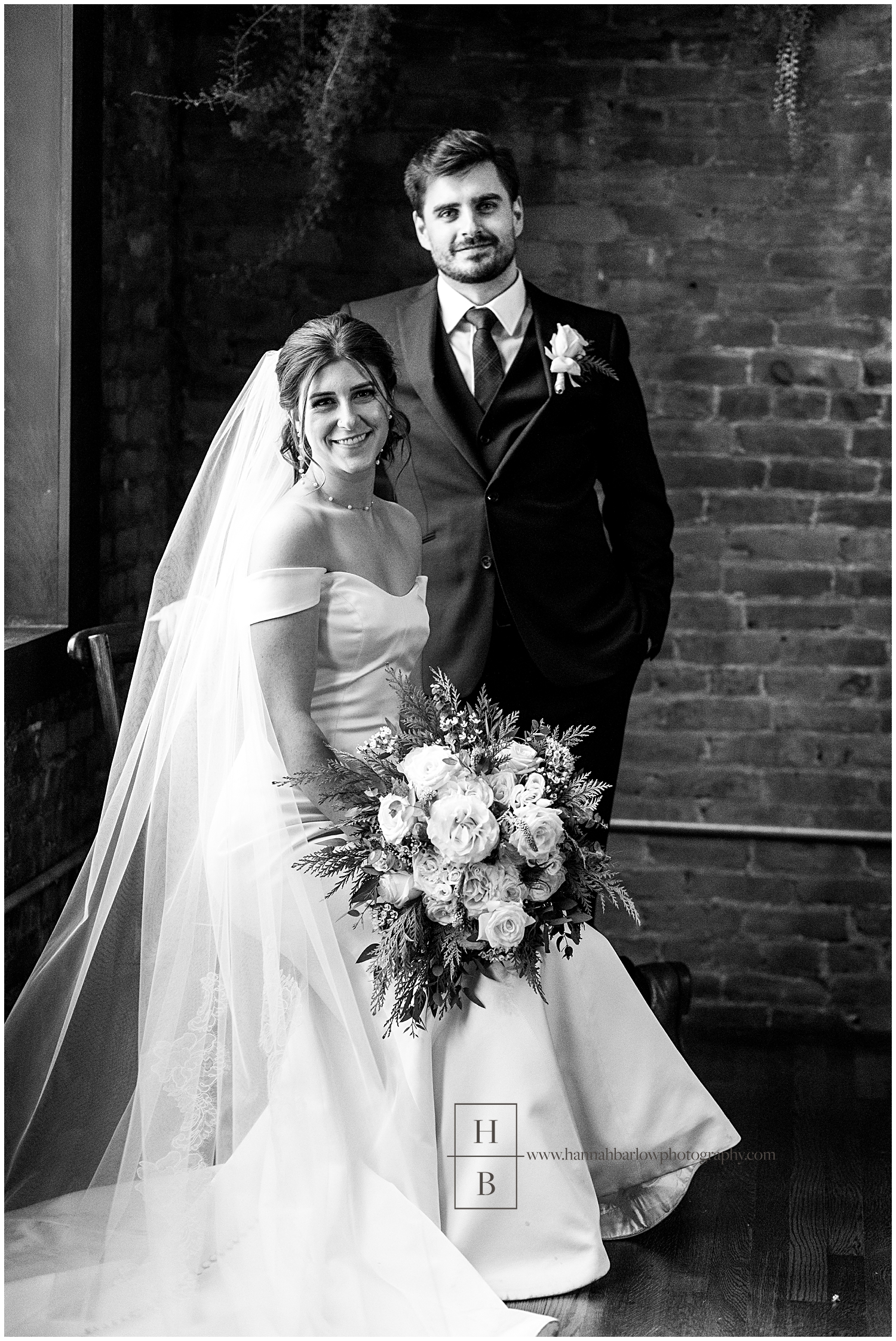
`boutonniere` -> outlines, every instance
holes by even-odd
[[[545,354],[550,359],[550,371],[557,374],[553,384],[557,396],[565,392],[567,378],[573,388],[579,386],[577,377],[589,381],[595,373],[619,381],[609,363],[592,353],[589,341],[580,335],[575,326],[557,322],[557,330],[550,337],[550,347],[545,345]]]

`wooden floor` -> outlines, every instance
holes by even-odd
[[[889,1050],[686,1050],[739,1149],[774,1160],[706,1164],[663,1224],[607,1244],[601,1281],[524,1306],[560,1336],[889,1336]]]

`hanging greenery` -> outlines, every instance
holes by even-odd
[[[812,5],[808,4],[782,5],[778,13],[773,110],[788,122],[788,146],[793,162],[802,160],[806,148],[804,72],[812,17]]]
[[[167,101],[222,110],[237,139],[287,160],[301,204],[244,278],[296,256],[332,213],[352,135],[386,89],[392,12],[380,4],[256,5],[234,25],[210,89]]]
[[[806,152],[806,71],[816,27],[814,5],[737,5],[735,16],[739,23],[746,23],[761,42],[774,43],[775,76],[771,110],[775,117],[785,119],[790,161],[798,165]]]

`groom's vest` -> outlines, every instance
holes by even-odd
[[[485,414],[463,381],[445,326],[441,320],[435,326],[435,378],[439,392],[467,441],[475,447],[486,475],[492,476],[532,416],[548,400],[548,380],[534,319],[529,319],[517,357]]]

□ □ □ □ □ □ □

## [WORK TO COMPLETE]
Count the lines of the listing above that contain the string "instance", treating uppercase and lowercase as different. Reply with the number only.

## [CORRECT OUTPUT]
4